── Текст

Приведу последние строки изучаемого мною стихотворения Лермонтова.
И в праздник, вечером росистым,
Смотреть до полночи готов
На пляску с топаньем и свистом
Под говор пьяных мужичков.
Это называется «народная культура», фольклор. Гитлеру очень хотелось, чтобы Россия — неважно, советская или иная — оказалась рабыней этого фольклора. Чтобы она лишилась возможности производить современное оружие и стала жертвой завоевателя. И чтобы при этом народ рабов (так это называл Гитлер) плясал под разного рода свисты и гиканья. И удовлетворялся тем, что завоеватель, обладающий оружием иного качества, диктует ему, этому народу рабов, свою неумолимую волю.
Народная культура — это великий кладезь смыслов, чаяний, ценностей, образов. Нет и не может быть полноценной высокой культуры, если ее корни не уходят в культуру народную. Но нельзя превращать почитание народной культуры в ее противопоставление культуре высокой. Между тем, в стихотворении Лермонтова «Родина» речь явным образом идет именно о таком противопоставлении. И понятно, чего чему: ландшафтно-фольклорного патриотизма — патриотизму иного рода, часто именуемому официальным.
Причем Лермонтов раскрывает содержание этого официального, чуждого ему (не шевелящего в нем отрадных мечтаний) патриотизма. Это содержание у Лермонтова сводится к трем конкретным слагаемым, трем типам «нешевеленья». Содержание этих трех слагаемых мы уже обсуждали в предыдущем номере. Поэтому здесь я их только заново перечислю.
Слагаемое № 1. Слава, купленная кровью.
Слагаемое № 2. Полный гордого доверия покой.
Слагаемое № 3. Темной старины заветные преданья.
Стоп. Уже при этом перечислении слагаемых официального патриотизма мы наталкиваемся на некую фундаментальную нестыковку.
Что такое, по большому счету, фольклор? То есть все эти пляски с топаньем и свистом под говор пьяных мужиков?
Разве этот фольклор отделен непроницаемой перегородкой от заветных преданий темной старины? Полно! Все специалисты по фольклору понимают, что он пронизан заветными преданиями темной старины. Что эти предания являются стержнем фольклора. Что он без них превращается в интеллигентскую пародию на фольклор. Былины — это фольклор? Ну так этот фольклор не содержит в себе ничего, кроме заветных преданий темной старины.
Идем дальше. И спрашиваем себя: «А возможно ли отделить непроницаемой перегородкой заветные предания темной старины и славу, купленную кровью?»

────
── Выдержки из записей

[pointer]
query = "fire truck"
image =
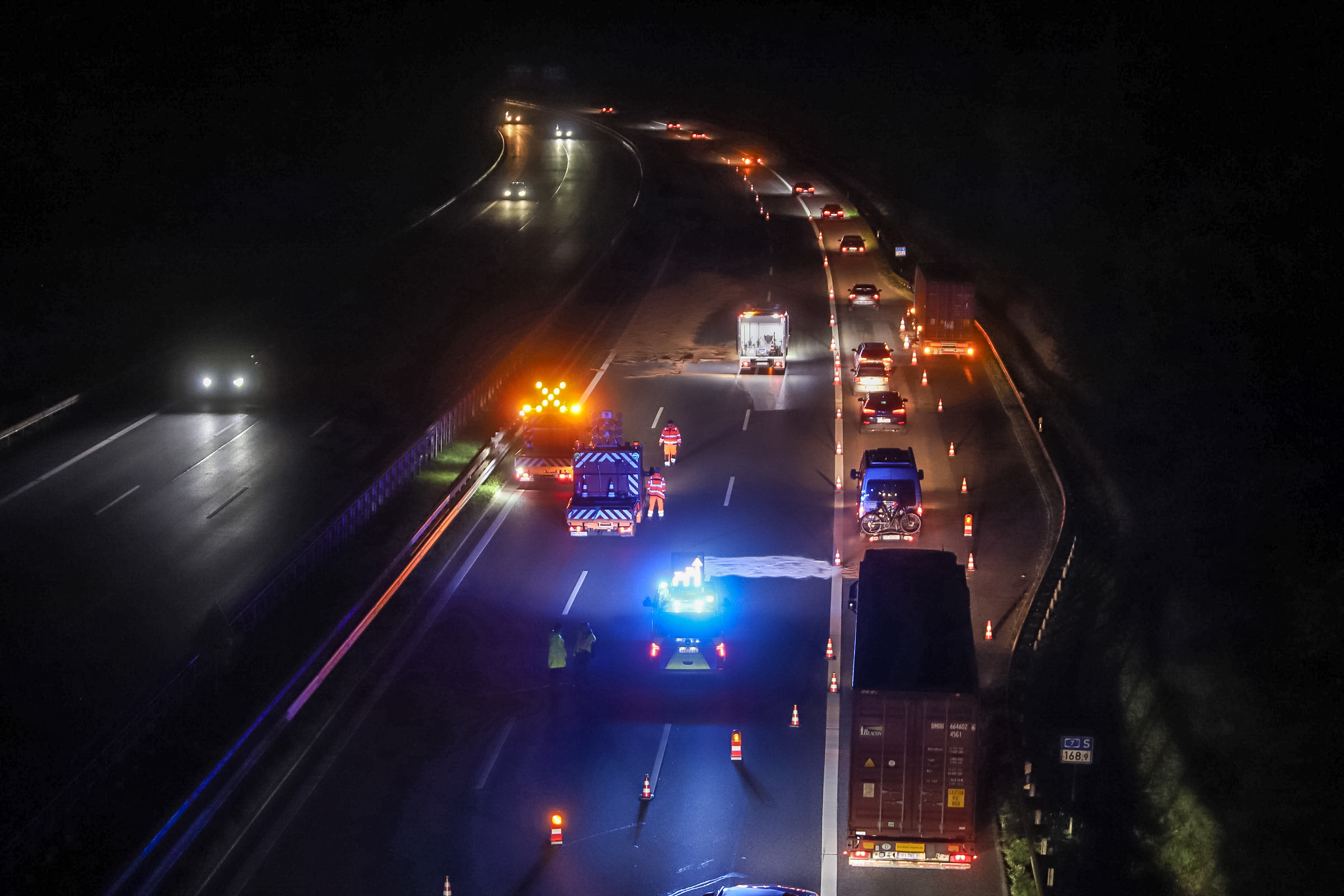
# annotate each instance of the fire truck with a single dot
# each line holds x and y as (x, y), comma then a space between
(552, 432)
(608, 481)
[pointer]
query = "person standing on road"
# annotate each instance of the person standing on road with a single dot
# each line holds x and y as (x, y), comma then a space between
(657, 491)
(584, 647)
(557, 652)
(670, 440)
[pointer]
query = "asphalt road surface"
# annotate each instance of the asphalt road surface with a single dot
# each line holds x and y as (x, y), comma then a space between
(128, 526)
(454, 750)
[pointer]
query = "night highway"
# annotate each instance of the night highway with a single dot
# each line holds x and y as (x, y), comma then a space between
(776, 450)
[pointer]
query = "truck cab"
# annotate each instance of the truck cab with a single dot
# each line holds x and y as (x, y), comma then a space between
(890, 501)
(764, 339)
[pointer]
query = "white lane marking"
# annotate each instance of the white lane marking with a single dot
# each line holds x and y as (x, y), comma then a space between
(237, 494)
(575, 594)
(831, 767)
(495, 754)
(216, 452)
(657, 759)
(108, 506)
(77, 459)
(600, 371)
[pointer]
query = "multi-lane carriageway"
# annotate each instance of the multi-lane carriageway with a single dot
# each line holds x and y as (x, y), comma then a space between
(452, 755)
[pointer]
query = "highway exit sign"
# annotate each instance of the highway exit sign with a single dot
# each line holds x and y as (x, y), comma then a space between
(1076, 752)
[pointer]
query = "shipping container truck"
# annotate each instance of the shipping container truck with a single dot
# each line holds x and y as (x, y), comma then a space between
(608, 481)
(763, 339)
(913, 745)
(945, 309)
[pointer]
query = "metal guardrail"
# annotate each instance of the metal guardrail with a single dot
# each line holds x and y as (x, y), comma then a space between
(37, 418)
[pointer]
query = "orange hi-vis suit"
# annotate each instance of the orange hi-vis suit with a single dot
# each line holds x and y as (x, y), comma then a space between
(670, 438)
(657, 491)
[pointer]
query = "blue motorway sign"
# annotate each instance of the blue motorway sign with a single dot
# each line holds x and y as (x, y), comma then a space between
(1076, 752)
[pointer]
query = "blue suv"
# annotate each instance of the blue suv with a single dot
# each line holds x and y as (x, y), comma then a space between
(890, 506)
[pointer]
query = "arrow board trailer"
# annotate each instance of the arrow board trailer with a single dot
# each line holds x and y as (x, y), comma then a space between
(687, 620)
(913, 749)
(763, 339)
(608, 483)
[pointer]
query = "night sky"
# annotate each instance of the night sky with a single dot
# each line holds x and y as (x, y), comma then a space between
(1148, 186)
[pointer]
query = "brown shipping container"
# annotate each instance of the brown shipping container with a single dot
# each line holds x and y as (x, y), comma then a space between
(913, 766)
(913, 745)
(945, 305)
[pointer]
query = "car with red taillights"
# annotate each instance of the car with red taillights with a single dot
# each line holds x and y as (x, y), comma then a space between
(882, 412)
(872, 354)
(865, 295)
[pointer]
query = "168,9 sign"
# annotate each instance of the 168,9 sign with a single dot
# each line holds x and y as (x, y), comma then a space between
(1076, 752)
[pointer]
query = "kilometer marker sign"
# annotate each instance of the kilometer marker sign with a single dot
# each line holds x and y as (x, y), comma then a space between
(1076, 752)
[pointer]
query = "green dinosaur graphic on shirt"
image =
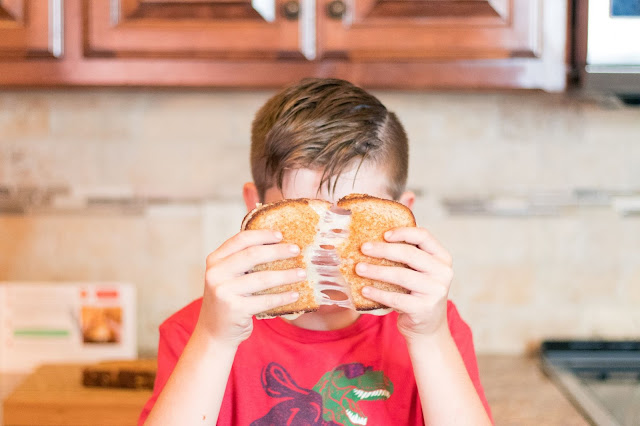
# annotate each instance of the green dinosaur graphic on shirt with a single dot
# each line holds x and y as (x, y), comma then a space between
(345, 386)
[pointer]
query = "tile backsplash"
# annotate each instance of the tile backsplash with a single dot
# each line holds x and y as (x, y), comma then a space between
(536, 195)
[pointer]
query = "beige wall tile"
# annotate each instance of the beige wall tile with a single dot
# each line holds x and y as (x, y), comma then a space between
(517, 280)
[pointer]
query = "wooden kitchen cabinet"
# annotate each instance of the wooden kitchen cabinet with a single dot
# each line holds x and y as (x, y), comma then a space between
(190, 29)
(432, 30)
(30, 29)
(418, 44)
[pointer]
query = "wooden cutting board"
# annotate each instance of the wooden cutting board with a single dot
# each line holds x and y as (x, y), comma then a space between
(54, 395)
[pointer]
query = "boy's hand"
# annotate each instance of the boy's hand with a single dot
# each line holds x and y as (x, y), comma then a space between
(228, 303)
(424, 310)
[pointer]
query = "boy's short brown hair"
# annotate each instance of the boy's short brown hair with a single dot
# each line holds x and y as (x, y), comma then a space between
(326, 124)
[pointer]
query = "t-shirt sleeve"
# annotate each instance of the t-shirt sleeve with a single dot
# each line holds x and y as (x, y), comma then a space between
(173, 339)
(461, 333)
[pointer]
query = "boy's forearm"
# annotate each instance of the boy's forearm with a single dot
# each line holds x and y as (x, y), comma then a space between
(447, 394)
(193, 394)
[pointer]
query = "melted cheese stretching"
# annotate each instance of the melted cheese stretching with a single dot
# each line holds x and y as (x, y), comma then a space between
(321, 257)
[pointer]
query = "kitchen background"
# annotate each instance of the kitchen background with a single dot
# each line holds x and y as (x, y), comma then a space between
(533, 193)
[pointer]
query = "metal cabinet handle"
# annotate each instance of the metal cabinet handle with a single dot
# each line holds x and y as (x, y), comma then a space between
(291, 10)
(336, 9)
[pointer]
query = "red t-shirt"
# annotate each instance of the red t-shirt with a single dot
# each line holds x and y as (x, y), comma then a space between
(286, 375)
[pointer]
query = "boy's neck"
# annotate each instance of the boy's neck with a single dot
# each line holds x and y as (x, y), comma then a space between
(326, 318)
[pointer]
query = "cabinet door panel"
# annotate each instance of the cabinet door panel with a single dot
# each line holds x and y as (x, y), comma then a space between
(431, 29)
(30, 28)
(189, 29)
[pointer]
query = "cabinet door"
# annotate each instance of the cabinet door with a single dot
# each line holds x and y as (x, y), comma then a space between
(221, 29)
(429, 29)
(30, 28)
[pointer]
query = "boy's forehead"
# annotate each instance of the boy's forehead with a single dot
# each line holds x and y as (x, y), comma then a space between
(303, 183)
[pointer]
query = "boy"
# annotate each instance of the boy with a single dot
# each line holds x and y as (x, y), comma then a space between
(320, 138)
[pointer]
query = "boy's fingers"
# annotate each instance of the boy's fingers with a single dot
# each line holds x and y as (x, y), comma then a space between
(404, 253)
(399, 301)
(243, 240)
(406, 278)
(263, 280)
(421, 238)
(242, 261)
(253, 305)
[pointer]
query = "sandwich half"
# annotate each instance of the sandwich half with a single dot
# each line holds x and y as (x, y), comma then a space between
(329, 237)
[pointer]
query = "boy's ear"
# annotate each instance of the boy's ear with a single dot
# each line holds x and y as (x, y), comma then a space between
(407, 198)
(250, 195)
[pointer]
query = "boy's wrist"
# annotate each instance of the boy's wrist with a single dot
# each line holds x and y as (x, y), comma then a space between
(419, 343)
(205, 341)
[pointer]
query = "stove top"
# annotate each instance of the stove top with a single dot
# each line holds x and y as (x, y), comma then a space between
(602, 378)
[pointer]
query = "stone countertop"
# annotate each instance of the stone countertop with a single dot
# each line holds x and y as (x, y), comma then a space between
(517, 390)
(520, 394)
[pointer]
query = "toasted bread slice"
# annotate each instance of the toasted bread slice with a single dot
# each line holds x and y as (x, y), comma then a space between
(371, 217)
(329, 237)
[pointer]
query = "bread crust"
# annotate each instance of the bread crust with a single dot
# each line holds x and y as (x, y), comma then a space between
(371, 217)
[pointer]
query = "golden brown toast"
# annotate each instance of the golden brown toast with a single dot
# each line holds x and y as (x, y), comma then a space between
(329, 237)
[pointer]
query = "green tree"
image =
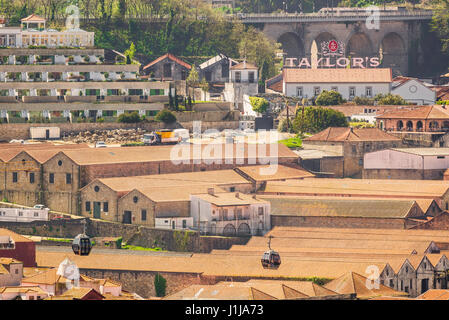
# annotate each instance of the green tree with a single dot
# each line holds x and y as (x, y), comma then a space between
(129, 54)
(165, 116)
(389, 99)
(315, 119)
(193, 78)
(259, 105)
(127, 117)
(160, 285)
(329, 98)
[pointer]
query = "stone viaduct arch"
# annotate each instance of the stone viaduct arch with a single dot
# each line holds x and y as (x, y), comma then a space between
(292, 45)
(391, 42)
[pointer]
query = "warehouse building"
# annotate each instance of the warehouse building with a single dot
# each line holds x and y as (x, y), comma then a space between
(342, 212)
(406, 163)
(338, 152)
(367, 188)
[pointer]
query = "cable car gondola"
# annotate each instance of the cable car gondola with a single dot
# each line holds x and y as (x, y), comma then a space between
(270, 259)
(81, 245)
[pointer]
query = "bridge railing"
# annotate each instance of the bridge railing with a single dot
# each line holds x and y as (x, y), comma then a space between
(327, 16)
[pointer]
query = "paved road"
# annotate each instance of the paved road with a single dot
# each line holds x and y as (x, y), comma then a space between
(115, 251)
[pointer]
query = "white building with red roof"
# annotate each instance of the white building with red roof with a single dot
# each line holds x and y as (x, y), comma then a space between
(350, 83)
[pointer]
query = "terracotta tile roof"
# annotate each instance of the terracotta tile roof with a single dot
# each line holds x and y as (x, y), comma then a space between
(213, 177)
(32, 271)
(80, 293)
(208, 265)
(354, 75)
(8, 261)
(33, 18)
(14, 236)
(353, 282)
(48, 277)
(434, 294)
(244, 66)
(256, 173)
(342, 134)
(171, 57)
(360, 233)
(94, 156)
(253, 290)
(219, 292)
(40, 151)
(229, 199)
(341, 207)
(23, 289)
(172, 193)
(410, 189)
(442, 92)
(436, 112)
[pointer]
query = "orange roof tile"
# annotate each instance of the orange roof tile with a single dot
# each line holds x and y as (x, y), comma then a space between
(297, 75)
(171, 57)
(33, 18)
(423, 113)
(244, 66)
(353, 282)
(352, 134)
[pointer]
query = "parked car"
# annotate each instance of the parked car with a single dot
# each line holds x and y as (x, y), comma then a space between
(40, 207)
(100, 144)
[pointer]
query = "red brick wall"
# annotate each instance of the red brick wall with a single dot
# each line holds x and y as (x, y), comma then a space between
(440, 222)
(337, 222)
(24, 251)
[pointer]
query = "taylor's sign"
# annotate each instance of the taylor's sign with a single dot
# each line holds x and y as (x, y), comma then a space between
(333, 55)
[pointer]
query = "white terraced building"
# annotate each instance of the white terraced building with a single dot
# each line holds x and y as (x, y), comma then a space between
(73, 84)
(33, 32)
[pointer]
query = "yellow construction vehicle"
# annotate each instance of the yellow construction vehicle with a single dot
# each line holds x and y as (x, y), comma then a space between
(166, 136)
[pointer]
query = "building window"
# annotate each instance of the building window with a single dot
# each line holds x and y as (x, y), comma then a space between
(251, 77)
(351, 92)
(208, 76)
(239, 214)
(238, 77)
(224, 70)
(167, 70)
(368, 92)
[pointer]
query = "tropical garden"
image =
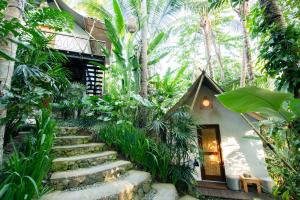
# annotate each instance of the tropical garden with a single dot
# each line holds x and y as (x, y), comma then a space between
(159, 48)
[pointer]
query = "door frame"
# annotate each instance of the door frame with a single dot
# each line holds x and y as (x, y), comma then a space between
(204, 177)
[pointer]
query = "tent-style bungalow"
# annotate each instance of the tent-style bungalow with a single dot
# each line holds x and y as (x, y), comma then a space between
(222, 136)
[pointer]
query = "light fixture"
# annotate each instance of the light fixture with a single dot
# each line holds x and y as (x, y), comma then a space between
(206, 103)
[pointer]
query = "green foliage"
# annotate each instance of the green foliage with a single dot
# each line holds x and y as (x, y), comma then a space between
(283, 42)
(253, 99)
(23, 174)
(51, 17)
(282, 133)
(168, 161)
(114, 108)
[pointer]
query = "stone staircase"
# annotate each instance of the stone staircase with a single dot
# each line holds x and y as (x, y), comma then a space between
(84, 170)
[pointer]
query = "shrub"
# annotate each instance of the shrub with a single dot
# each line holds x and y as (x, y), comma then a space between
(22, 175)
(167, 161)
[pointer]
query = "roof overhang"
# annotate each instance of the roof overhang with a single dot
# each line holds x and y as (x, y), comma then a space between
(203, 79)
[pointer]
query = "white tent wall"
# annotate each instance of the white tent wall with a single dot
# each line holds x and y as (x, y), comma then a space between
(240, 154)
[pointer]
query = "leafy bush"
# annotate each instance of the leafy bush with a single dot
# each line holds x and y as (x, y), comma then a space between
(22, 175)
(169, 160)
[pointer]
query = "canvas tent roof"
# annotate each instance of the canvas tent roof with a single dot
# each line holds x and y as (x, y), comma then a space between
(203, 79)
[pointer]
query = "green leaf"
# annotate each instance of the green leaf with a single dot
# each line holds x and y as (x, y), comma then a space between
(6, 56)
(295, 107)
(4, 189)
(158, 58)
(119, 19)
(156, 41)
(33, 184)
(113, 37)
(254, 99)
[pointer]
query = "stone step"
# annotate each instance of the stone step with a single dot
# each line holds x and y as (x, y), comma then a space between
(79, 149)
(72, 140)
(125, 188)
(64, 131)
(188, 197)
(164, 191)
(87, 176)
(86, 160)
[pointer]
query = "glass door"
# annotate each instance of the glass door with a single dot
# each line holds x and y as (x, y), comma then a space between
(209, 141)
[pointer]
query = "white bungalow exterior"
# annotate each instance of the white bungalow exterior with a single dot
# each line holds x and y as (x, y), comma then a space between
(221, 135)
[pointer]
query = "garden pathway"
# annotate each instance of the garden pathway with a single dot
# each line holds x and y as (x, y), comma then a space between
(85, 170)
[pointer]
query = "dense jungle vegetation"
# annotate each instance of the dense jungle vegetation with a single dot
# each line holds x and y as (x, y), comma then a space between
(159, 48)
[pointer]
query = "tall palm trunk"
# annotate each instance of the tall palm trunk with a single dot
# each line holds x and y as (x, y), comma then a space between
(144, 58)
(218, 54)
(274, 16)
(243, 70)
(207, 44)
(14, 10)
(144, 65)
(273, 13)
(243, 13)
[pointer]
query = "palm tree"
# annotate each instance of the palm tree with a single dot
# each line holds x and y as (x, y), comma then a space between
(243, 12)
(14, 10)
(272, 13)
(144, 49)
(201, 8)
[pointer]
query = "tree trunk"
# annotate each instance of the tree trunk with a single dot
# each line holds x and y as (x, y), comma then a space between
(207, 44)
(14, 10)
(273, 13)
(243, 70)
(144, 66)
(243, 13)
(144, 59)
(218, 54)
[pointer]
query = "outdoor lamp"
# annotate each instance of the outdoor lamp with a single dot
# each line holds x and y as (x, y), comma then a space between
(206, 103)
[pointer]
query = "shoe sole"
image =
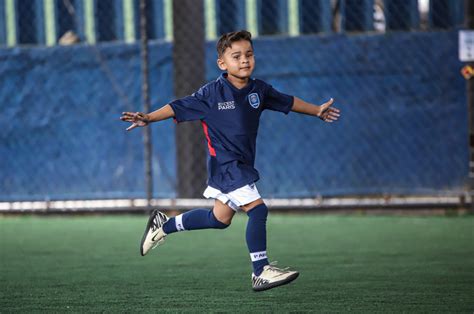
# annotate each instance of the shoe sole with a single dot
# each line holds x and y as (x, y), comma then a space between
(277, 283)
(148, 226)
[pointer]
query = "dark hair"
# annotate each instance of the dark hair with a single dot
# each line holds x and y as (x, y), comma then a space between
(226, 40)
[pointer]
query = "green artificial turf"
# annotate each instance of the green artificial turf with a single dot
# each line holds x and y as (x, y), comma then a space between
(347, 264)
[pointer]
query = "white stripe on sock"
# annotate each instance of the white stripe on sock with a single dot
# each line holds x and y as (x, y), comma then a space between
(256, 256)
(179, 222)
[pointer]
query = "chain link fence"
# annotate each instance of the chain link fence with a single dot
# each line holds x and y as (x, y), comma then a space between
(69, 68)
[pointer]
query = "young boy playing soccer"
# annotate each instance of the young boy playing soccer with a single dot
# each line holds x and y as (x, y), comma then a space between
(229, 109)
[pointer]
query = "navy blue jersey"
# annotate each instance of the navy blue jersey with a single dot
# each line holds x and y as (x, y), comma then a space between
(230, 118)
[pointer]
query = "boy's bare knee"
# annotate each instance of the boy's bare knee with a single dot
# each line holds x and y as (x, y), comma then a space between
(223, 213)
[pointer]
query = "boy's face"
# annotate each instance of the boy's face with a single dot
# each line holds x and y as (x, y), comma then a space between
(238, 60)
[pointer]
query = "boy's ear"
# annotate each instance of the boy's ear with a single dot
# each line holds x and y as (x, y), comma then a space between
(221, 64)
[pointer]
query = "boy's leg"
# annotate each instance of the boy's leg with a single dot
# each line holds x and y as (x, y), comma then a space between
(159, 225)
(219, 217)
(256, 234)
(264, 276)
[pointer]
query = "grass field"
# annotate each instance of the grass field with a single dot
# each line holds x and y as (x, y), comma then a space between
(347, 264)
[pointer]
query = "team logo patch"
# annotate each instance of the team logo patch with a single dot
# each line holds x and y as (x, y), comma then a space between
(254, 100)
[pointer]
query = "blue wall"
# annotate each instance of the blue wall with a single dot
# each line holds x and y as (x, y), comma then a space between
(404, 128)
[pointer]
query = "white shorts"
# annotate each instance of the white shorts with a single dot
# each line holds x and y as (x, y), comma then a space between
(236, 198)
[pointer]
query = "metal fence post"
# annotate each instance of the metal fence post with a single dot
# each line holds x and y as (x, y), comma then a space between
(189, 75)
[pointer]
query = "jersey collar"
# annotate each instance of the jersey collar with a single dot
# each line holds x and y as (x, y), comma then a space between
(247, 87)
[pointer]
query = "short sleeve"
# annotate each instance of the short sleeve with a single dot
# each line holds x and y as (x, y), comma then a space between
(277, 101)
(191, 108)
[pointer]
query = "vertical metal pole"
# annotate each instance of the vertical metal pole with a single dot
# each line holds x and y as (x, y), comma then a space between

────

» Задание: Что названо в тексте слагаемым № 2 официального патриотизма? Отвечайте, опираясь только на текст.

» Ответ: Слагаемое № 2 — это полный гордого доверия покой.